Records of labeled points
+-------+

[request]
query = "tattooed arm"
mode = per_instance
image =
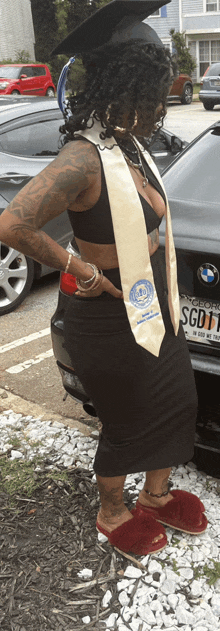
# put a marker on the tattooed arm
(46, 196)
(70, 181)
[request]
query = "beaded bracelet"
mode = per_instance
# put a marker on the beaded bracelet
(85, 282)
(68, 264)
(97, 281)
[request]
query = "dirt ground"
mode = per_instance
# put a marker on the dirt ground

+-------+

Please rewrite the records above, changing every "put a marker on" to "place a point on" and keeping everything else the same. Leave the pictures out of your answer.

[request]
query = "tattooed arm"
mode = per_instance
image =
# place a point on the tattooed arm
(46, 196)
(70, 181)
[request]
query = "beaded bracelet"
mode = per_instance
# place a point on the beaded bracelet
(85, 282)
(68, 264)
(97, 281)
[request]
query = "dirt ground"
mode = per_instance
# place a point on the dirt ground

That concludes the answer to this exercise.